▶ [What you are asked to do] Every entry must be duplicated precisely as written.

▶ [Supplied material]
=== Begin Enclosure ===

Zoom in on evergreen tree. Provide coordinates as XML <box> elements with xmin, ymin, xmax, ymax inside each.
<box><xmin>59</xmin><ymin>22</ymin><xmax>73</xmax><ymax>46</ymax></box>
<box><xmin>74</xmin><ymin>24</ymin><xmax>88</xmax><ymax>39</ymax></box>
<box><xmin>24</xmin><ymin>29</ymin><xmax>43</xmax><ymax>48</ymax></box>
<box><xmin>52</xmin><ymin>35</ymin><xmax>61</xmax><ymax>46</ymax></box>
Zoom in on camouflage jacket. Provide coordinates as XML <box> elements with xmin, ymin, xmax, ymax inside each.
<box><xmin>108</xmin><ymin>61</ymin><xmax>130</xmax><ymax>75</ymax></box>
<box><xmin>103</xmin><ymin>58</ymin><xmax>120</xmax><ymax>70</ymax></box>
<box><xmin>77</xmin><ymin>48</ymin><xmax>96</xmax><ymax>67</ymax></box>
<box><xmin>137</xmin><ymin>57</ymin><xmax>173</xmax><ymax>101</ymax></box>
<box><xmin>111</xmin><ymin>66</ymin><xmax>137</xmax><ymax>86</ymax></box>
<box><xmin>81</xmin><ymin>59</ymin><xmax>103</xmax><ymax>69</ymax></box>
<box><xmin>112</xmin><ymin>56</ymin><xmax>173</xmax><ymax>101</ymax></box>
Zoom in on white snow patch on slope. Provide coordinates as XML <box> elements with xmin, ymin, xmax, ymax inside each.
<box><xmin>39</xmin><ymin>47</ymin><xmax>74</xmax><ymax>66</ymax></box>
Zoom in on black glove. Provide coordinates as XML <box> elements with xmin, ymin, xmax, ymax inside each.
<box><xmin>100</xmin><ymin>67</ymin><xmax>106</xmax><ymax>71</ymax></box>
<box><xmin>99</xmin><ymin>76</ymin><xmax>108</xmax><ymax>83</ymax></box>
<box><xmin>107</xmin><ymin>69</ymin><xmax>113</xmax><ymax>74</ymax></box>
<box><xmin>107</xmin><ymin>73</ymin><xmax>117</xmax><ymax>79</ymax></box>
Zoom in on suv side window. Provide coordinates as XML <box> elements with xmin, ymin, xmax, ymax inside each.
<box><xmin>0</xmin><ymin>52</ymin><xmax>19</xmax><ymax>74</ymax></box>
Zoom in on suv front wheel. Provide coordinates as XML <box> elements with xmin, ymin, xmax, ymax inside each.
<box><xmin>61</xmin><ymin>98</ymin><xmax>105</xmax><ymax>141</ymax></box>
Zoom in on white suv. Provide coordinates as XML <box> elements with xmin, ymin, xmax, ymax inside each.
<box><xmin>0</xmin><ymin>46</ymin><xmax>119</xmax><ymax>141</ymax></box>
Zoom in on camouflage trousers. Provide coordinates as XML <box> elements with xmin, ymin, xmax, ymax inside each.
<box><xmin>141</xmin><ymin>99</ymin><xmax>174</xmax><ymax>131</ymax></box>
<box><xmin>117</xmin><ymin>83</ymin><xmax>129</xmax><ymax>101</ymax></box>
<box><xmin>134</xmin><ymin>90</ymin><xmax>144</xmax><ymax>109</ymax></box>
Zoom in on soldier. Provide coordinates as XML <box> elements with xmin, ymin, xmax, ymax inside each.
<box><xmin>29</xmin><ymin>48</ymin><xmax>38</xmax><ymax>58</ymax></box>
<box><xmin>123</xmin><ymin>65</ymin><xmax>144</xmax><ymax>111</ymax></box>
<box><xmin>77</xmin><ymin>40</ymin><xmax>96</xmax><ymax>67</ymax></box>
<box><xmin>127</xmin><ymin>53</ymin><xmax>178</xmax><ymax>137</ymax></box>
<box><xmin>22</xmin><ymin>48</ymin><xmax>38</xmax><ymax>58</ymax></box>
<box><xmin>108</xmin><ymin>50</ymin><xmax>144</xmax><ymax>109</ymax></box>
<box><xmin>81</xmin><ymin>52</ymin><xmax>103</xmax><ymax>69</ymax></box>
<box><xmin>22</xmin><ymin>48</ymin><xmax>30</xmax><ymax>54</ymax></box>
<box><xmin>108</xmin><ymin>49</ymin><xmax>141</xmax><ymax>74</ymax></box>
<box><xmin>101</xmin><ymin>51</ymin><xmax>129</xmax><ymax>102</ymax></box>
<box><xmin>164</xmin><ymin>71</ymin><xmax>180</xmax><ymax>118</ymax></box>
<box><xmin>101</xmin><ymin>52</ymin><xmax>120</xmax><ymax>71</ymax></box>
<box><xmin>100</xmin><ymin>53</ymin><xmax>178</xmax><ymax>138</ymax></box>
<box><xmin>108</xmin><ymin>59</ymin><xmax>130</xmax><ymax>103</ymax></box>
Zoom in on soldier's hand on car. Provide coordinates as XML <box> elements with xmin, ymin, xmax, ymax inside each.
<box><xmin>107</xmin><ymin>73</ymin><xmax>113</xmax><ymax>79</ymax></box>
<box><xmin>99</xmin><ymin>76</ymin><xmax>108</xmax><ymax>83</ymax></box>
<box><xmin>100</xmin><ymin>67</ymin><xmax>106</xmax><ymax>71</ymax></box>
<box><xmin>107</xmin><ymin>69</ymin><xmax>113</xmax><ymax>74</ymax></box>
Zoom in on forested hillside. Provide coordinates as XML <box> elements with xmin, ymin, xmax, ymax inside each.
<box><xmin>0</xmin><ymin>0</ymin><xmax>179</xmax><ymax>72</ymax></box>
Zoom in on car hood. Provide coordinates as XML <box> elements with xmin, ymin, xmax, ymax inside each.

=== End Enclosure ===

▶ [Solution for this problem]
Zoom in on evergreen tree. Provide coordinates as XML <box> elements with xmin, ymin, xmax, ymax inside each.
<box><xmin>59</xmin><ymin>22</ymin><xmax>73</xmax><ymax>46</ymax></box>
<box><xmin>74</xmin><ymin>24</ymin><xmax>88</xmax><ymax>39</ymax></box>
<box><xmin>24</xmin><ymin>29</ymin><xmax>43</xmax><ymax>48</ymax></box>
<box><xmin>52</xmin><ymin>35</ymin><xmax>61</xmax><ymax>46</ymax></box>
Zoom in on camouflage jacket. Provide coordinates as XML <box> elements with xmin, ymin, xmax, ymax inside each.
<box><xmin>108</xmin><ymin>61</ymin><xmax>130</xmax><ymax>75</ymax></box>
<box><xmin>103</xmin><ymin>58</ymin><xmax>120</xmax><ymax>70</ymax></box>
<box><xmin>77</xmin><ymin>48</ymin><xmax>96</xmax><ymax>67</ymax></box>
<box><xmin>137</xmin><ymin>57</ymin><xmax>173</xmax><ymax>101</ymax></box>
<box><xmin>111</xmin><ymin>66</ymin><xmax>137</xmax><ymax>86</ymax></box>
<box><xmin>81</xmin><ymin>59</ymin><xmax>103</xmax><ymax>69</ymax></box>
<box><xmin>112</xmin><ymin>56</ymin><xmax>173</xmax><ymax>101</ymax></box>
Zoom in on white snow patch on slope. Provide coordinates as XML <box> elements with xmin, ymin, xmax, ymax inside each.
<box><xmin>39</xmin><ymin>47</ymin><xmax>74</xmax><ymax>66</ymax></box>
Zoom in on black glove. Provide coordinates as XML <box> elements with xmin, ymin, xmax, ymax inside each.
<box><xmin>100</xmin><ymin>67</ymin><xmax>106</xmax><ymax>71</ymax></box>
<box><xmin>99</xmin><ymin>76</ymin><xmax>108</xmax><ymax>83</ymax></box>
<box><xmin>107</xmin><ymin>69</ymin><xmax>113</xmax><ymax>74</ymax></box>
<box><xmin>107</xmin><ymin>73</ymin><xmax>117</xmax><ymax>79</ymax></box>
Zoom in on suv side window. Provide coordinates as XML <box> elements with xmin, ymin, xmax, ymax inside each.
<box><xmin>0</xmin><ymin>52</ymin><xmax>19</xmax><ymax>74</ymax></box>
Zoom in on suv front wheel. Provide coordinates as XML <box> elements with xmin, ymin, xmax, ymax inside each.
<box><xmin>61</xmin><ymin>98</ymin><xmax>105</xmax><ymax>141</ymax></box>
Zoom in on white suv. Provide coordinates as XML <box> elements with xmin, ymin, xmax, ymax inside each.
<box><xmin>0</xmin><ymin>46</ymin><xmax>119</xmax><ymax>141</ymax></box>
Zoom in on camouflage trousers. Provide coordinates as XML <box> elements with xmin, ymin, xmax, ymax inside each.
<box><xmin>141</xmin><ymin>99</ymin><xmax>174</xmax><ymax>131</ymax></box>
<box><xmin>117</xmin><ymin>83</ymin><xmax>129</xmax><ymax>101</ymax></box>
<box><xmin>134</xmin><ymin>90</ymin><xmax>144</xmax><ymax>109</ymax></box>
Zoom in on soldier. Provide coordinates as XML <box> elements with xmin, ymin, xmax, ymax inside each.
<box><xmin>29</xmin><ymin>48</ymin><xmax>38</xmax><ymax>58</ymax></box>
<box><xmin>123</xmin><ymin>65</ymin><xmax>144</xmax><ymax>111</ymax></box>
<box><xmin>77</xmin><ymin>40</ymin><xmax>96</xmax><ymax>67</ymax></box>
<box><xmin>127</xmin><ymin>53</ymin><xmax>178</xmax><ymax>137</ymax></box>
<box><xmin>22</xmin><ymin>48</ymin><xmax>38</xmax><ymax>58</ymax></box>
<box><xmin>108</xmin><ymin>50</ymin><xmax>144</xmax><ymax>109</ymax></box>
<box><xmin>81</xmin><ymin>52</ymin><xmax>103</xmax><ymax>69</ymax></box>
<box><xmin>22</xmin><ymin>48</ymin><xmax>30</xmax><ymax>54</ymax></box>
<box><xmin>108</xmin><ymin>49</ymin><xmax>141</xmax><ymax>74</ymax></box>
<box><xmin>101</xmin><ymin>51</ymin><xmax>129</xmax><ymax>102</ymax></box>
<box><xmin>164</xmin><ymin>71</ymin><xmax>180</xmax><ymax>118</ymax></box>
<box><xmin>101</xmin><ymin>52</ymin><xmax>120</xmax><ymax>71</ymax></box>
<box><xmin>100</xmin><ymin>53</ymin><xmax>178</xmax><ymax>138</ymax></box>
<box><xmin>108</xmin><ymin>59</ymin><xmax>130</xmax><ymax>103</ymax></box>
Zoom in on soldier's hand on car. Provide coordinates as XML <box> elements with xmin, ymin, xmax, ymax inside each.
<box><xmin>107</xmin><ymin>73</ymin><xmax>113</xmax><ymax>79</ymax></box>
<box><xmin>99</xmin><ymin>76</ymin><xmax>108</xmax><ymax>83</ymax></box>
<box><xmin>100</xmin><ymin>67</ymin><xmax>106</xmax><ymax>71</ymax></box>
<box><xmin>107</xmin><ymin>69</ymin><xmax>113</xmax><ymax>74</ymax></box>
Zoom in on forested hillside. Provide coordinates as XML <box> elements with xmin, ymin, xmax, ymax inside each.
<box><xmin>0</xmin><ymin>0</ymin><xmax>179</xmax><ymax>72</ymax></box>
Zoom in on car hood. Provide coordinates as XML <box> elements with xmin, ymin, xmax, ymax inside each.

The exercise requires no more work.